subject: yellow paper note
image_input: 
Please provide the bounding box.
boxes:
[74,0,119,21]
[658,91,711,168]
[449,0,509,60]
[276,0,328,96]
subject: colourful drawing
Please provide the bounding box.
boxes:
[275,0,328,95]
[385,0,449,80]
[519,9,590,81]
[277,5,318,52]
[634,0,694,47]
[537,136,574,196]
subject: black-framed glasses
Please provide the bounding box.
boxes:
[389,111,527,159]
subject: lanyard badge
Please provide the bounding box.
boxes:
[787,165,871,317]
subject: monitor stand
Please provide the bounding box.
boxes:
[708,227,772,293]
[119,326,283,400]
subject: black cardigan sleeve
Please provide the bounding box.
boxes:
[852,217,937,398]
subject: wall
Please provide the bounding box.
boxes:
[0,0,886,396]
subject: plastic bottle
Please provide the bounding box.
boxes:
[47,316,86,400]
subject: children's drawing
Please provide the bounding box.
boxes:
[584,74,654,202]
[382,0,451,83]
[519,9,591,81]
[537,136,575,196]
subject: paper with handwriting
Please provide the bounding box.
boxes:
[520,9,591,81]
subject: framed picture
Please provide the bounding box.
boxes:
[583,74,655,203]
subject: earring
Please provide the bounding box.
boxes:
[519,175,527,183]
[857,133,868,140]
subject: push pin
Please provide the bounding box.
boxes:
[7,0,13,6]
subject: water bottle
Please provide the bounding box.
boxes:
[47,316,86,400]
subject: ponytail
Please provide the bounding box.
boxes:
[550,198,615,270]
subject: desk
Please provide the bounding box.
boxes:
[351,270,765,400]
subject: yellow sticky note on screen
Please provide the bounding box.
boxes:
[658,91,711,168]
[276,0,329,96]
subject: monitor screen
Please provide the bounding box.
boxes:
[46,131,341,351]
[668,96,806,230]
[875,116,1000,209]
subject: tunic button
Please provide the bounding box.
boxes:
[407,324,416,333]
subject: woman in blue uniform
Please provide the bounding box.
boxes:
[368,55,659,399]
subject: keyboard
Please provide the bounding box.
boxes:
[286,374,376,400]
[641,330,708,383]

WORK INSTRUCTIONS
Your reply should be the number of lines in the listing above that contain "black", with nothing added.

PROBLEM SOLUTION
2